**PROBLEM SET:**
[1] Answer these questions from the Netflix strategic plan text:
(a) Which analyses does the introduction say will be carried out besides the company history?
(b) In what year was Netflix established?
(c) Apart from the US, in which countries does Netflix have offices?
[2] Reproduce word for word the part of the Netflix strategic plan text from "Introduction" to "at the end.".

**TEXT SECTION:**
Introduction
A strategic plan is an essential tool that helps in the preparation of the best methods a company can use to improve its performance in the market. The strategic plan, therefore, helps in identifying the most efficient ways to follow in improving the market performance of an organization. Using Netflix as a case study, the strategic plan to strengthen its market share was prepared. The company history, SWOT analysis, PESTLE and Porter's five forces analysis as well as the financial performance analysis will be analyzed. The strategic plan's goals will be explained, with the opportunities and the measurement of success of the strategic plan outlined at the end.
Company's History
Netflix, Inc. is an international media-services provider company whose headquarters is in California (Netflix, 2019). Netflix was established in the year 1997. Currently, Netflix's primary business is the provision of subscription-based streaming of OTT services offering online streaming of films and television programs (Netflix, 2019). According to Bloomberg (2019), Netflix had more than one hundred and forty-eight million paid subscribers as by the end of 2018. The number of subscribers in the US alone was more than fifty-eight million, which totaled 140 million if the free trials were also counted (Bloomberg, 2019). Netflix services are available globally except in five (Netflix, 2019). Apart from the main headquarter in the US, Netflix offices are also found in the Netherlands, Brazil, India, Japan, as well as South Korea.

**ENTRIES:**
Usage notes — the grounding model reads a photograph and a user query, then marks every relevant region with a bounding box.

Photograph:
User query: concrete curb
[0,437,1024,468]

--

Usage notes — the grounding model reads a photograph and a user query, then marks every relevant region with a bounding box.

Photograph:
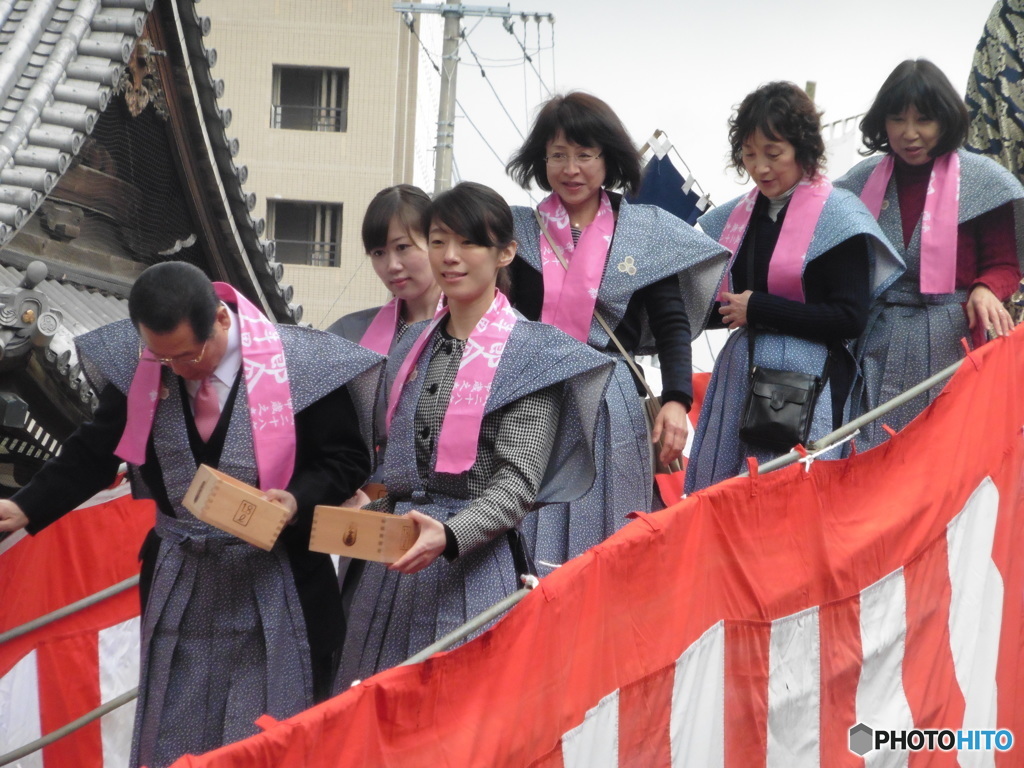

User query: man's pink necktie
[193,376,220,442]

* * *

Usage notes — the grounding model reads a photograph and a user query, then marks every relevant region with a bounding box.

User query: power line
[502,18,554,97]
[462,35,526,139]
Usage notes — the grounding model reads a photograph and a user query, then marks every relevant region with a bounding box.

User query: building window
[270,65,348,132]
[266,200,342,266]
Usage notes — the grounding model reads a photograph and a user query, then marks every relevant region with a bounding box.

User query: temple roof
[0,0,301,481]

**TASK SOLUTIONS:**
[1]
(a) SWOT analysis, PESTLE analysis, Porter's five forces analysis, and financial performance analysis.
(b) 1997.
(c) The Netherlands, Brazil, India, Japan, and South Korea.

[2]
Introduction
A strategic plan is an essential tool that helps in the preparation of the best methods a company can use to improve its performance in the market. The strategic plan, therefore, helps in identifying the most efficient ways to follow in improving the market performance of an organization. Using Netflix as a case study, the strategic plan to strengthen its market share was prepared. The company history, SWOT analysis, PESTLE and Porter's five forces analysis as well as the financial performance analysis will be analyzed. The strategic plan's goals will be explained, with the opportunities and the measurement of success of the strategic plan outlined at the end.